Bounding-box records
- - - - -

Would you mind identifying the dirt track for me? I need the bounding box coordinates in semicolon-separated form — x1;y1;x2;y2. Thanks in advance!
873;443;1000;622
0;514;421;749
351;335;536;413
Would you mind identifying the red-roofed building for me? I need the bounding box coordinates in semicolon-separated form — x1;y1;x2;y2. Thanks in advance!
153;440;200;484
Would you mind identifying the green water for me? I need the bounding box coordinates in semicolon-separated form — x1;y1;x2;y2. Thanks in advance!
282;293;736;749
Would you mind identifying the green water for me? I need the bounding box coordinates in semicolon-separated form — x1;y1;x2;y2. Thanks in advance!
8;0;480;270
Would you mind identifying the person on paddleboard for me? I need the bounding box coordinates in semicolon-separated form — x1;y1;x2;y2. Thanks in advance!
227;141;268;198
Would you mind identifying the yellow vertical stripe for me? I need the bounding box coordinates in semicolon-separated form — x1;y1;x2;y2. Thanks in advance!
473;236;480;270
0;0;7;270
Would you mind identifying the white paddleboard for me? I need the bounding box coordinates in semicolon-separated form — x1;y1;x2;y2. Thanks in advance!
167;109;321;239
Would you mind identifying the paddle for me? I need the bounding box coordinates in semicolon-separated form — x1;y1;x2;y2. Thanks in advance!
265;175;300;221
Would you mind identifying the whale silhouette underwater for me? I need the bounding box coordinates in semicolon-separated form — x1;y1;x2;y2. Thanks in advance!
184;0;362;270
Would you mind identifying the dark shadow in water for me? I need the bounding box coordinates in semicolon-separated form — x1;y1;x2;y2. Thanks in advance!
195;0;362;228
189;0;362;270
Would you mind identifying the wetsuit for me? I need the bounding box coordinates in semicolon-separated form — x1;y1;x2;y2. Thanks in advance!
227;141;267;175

- - - - -

# Exercise directions
Copy every one of the records above word for word, keeping each line as it appears.

# Solution below
Would you mind identifying the dirt track for me? I need the bounding box coordinates in semicolon-separated form — x1;y1;x2;y2. Thanks in advance!
873;443;1000;622
0;514;421;749
351;335;536;413
Would you mind identifying the red-roofed building for me? I need the bounding box coordinates in semicolon-separated form — x1;y1;x2;y2. Thanks in advance!
153;440;200;484
Would you mind identifying the green water for me? I need the bounding box coordinates in semicolon-separated form — x1;y1;x2;y2. Thanks in advance!
282;293;736;749
Would you mind identifying the green water for me? I need the bounding box coordinates in semicolon-separated form — x1;y1;x2;y2. Thanks in advance!
8;0;480;270
Would you mind identifying the person on paddleboard for me? I need the bounding box coordinates in semicolon-separated form — x1;y1;x2;y2. Thanks in advance!
227;141;268;198
Would you mind identifying the yellow vertical stripe for me? I need the bounding box coordinates in semicolon-separated form — x1;y1;x2;y2. Thanks in advance!
473;236;480;270
0;0;7;270
Would you mind identifying the white paddleboard for me? I need the bounding box coordinates in semicolon-separated form — x1;y1;x2;y2. Thanks in advance!
167;109;321;239
Would you mind identifying the paddle for me? I need the bounding box coordinates in semicolon-separated form — x1;y1;x2;y2. Thanks in advance!
265;175;300;221
Would you mind identifying the whale silhouette underwater for me? I need the bounding box coordinates in semicolon-separated form — x1;y1;x2;y2. Thanks in advance!
184;0;362;270
Would you mind identifying the dark shadow in water for me? I need the bounding box coordinates in semicolon-separated form — x1;y1;x2;y2. Thanks in advance!
195;0;362;228
189;0;362;270
Would you mind identifying the wetsuit for me? I need the bounding box coordinates in semicolon-separated form — x1;y1;x2;y2. Thanks in advance!
227;141;267;175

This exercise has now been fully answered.